**Your goal**
Reproduce verbatim the part of the listing below that opens with the line containing "car rear wheel?" and closes with the line containing "pixel 397 168", including both of those lines. Output only that span.
******************************
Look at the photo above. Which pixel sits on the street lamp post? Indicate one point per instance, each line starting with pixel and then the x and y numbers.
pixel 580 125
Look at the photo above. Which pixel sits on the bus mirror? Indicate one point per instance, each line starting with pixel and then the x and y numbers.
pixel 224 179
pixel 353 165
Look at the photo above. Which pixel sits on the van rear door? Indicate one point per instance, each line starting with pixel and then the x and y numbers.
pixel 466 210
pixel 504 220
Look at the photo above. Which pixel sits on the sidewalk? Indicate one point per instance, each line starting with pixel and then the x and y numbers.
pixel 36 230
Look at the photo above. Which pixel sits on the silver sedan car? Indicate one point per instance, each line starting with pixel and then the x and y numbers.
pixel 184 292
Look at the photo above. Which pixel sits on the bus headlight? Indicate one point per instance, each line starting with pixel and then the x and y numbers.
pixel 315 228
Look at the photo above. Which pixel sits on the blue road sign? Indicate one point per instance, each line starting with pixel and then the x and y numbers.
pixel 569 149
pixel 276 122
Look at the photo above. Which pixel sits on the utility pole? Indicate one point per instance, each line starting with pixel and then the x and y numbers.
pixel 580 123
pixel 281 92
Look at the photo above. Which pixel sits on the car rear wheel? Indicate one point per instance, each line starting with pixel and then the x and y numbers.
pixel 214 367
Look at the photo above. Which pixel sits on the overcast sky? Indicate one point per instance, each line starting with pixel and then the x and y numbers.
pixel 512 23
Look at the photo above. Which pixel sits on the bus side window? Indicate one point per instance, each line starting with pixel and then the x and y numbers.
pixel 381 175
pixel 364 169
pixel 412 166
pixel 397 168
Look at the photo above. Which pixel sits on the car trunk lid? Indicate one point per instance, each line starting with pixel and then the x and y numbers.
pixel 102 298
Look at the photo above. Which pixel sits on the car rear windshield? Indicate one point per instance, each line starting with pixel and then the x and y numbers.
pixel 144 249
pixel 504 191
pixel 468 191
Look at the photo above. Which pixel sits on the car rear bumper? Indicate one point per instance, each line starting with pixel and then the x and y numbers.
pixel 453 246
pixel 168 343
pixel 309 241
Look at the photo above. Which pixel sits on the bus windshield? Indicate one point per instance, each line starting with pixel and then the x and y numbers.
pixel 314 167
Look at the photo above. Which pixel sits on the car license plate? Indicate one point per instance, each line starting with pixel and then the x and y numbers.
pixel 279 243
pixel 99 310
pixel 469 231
******************************
**Answer to this exercise**
Look at the photo above. Which pixel sits on the car rear wheel? Indicate one point per instance, each line starting with pixel and then the x and y numbers.
pixel 214 367
Look at the photo above. Which pixel sits on the overcast sky? Indicate one point per instance, each line starting with pixel and then the x and y numbers.
pixel 512 23
Look at the photo above. Which pixel sits on the bus side window? Indicate one point per instance, each line starting with pixel and then the x and y numbers.
pixel 381 175
pixel 364 169
pixel 412 166
pixel 397 168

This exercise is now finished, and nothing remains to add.